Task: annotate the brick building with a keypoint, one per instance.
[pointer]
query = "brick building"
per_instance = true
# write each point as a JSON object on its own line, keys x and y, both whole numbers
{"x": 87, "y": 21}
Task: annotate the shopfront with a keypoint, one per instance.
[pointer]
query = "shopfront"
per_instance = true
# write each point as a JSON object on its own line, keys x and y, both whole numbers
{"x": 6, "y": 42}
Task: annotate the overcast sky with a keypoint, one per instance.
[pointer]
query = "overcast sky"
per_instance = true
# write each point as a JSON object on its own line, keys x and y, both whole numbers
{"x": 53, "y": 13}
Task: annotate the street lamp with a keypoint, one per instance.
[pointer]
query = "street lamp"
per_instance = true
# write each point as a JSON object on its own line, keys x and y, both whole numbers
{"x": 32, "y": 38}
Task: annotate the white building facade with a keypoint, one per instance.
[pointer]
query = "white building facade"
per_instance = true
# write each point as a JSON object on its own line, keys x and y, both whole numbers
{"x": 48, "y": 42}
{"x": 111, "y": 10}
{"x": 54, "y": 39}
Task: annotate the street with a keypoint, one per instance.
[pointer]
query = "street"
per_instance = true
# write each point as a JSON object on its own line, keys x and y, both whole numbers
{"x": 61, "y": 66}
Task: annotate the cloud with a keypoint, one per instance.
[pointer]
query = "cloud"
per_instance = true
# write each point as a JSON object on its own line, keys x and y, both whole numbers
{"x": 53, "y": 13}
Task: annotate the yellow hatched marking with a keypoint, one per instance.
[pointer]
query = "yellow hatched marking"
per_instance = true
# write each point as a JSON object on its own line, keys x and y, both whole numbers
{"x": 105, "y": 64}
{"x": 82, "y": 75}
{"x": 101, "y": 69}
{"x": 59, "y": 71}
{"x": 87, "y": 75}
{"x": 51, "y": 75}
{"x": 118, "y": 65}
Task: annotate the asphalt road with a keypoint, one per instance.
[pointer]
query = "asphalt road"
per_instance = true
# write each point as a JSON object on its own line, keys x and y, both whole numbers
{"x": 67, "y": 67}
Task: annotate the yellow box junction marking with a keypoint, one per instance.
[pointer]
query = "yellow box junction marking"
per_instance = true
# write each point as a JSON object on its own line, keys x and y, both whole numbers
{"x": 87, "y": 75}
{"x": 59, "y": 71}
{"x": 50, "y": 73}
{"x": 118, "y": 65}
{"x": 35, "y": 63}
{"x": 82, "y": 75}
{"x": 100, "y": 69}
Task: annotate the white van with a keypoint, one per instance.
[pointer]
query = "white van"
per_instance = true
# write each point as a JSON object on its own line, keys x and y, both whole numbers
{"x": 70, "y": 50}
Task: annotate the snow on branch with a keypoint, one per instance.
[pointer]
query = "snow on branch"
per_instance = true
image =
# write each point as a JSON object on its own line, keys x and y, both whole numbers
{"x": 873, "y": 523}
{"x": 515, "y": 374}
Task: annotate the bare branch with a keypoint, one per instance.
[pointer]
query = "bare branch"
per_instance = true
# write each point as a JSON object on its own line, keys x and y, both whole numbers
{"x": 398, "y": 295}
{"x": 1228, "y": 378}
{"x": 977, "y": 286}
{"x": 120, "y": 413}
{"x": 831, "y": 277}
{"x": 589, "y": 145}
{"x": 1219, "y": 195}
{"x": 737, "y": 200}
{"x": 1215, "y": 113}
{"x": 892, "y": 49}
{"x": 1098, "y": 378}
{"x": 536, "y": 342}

What is needed:
Reproduce verbatim the lines of the records, starting with the line that contains "Task: annotate the bare" and continuing through the last line of the records.

Full output:
Task: annotate the bare branch with a keypoint, one per instance.
[pointer]
query = "bare branch"
per_instance = true
# write each point as a JSON object on its own line, keys x and y, both whole numbers
{"x": 398, "y": 295}
{"x": 1228, "y": 378}
{"x": 977, "y": 286}
{"x": 120, "y": 413}
{"x": 831, "y": 277}
{"x": 589, "y": 145}
{"x": 1219, "y": 195}
{"x": 737, "y": 200}
{"x": 1215, "y": 113}
{"x": 892, "y": 49}
{"x": 1098, "y": 378}
{"x": 536, "y": 342}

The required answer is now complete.